▶ **Given data**
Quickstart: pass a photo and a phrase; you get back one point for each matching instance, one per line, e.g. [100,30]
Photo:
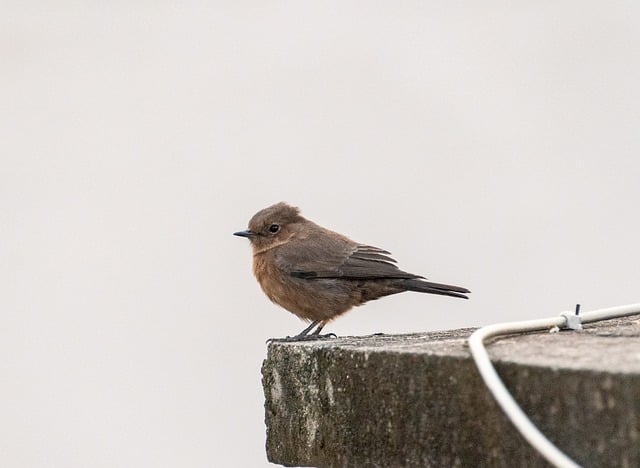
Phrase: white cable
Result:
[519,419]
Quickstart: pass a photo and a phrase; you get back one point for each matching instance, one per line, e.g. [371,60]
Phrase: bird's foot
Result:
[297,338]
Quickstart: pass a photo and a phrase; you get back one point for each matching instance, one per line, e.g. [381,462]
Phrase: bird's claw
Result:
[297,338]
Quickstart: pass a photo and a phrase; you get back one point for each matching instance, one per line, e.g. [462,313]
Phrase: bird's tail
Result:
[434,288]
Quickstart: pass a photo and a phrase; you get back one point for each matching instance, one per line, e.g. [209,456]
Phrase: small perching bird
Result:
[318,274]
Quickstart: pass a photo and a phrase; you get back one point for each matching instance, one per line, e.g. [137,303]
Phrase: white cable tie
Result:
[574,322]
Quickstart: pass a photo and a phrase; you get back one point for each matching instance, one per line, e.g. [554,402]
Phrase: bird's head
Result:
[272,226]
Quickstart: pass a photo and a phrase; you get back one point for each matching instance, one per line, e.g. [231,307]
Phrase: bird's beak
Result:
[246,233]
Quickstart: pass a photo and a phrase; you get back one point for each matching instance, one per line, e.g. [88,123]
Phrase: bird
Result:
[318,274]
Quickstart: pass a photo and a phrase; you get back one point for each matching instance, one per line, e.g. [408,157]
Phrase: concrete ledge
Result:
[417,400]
==
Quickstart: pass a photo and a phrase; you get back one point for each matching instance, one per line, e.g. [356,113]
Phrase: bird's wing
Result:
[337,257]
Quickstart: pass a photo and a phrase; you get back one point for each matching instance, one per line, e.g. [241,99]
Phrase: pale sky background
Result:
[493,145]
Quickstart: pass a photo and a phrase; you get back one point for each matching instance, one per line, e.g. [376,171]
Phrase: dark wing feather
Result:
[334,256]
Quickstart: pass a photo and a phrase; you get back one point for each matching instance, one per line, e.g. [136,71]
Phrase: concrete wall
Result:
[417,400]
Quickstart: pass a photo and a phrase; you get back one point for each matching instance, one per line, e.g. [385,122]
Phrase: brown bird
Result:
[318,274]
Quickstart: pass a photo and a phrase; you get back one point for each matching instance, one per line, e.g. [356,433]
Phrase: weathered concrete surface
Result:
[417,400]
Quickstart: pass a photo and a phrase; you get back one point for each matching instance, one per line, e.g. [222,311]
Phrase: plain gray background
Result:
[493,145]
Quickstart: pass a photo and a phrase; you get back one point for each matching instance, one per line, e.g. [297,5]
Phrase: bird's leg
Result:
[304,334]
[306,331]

▶ **Aim**
Count the lines in the entries above that contain the string "wing". Reply with the number only.

▶ **Answer to the problem**
2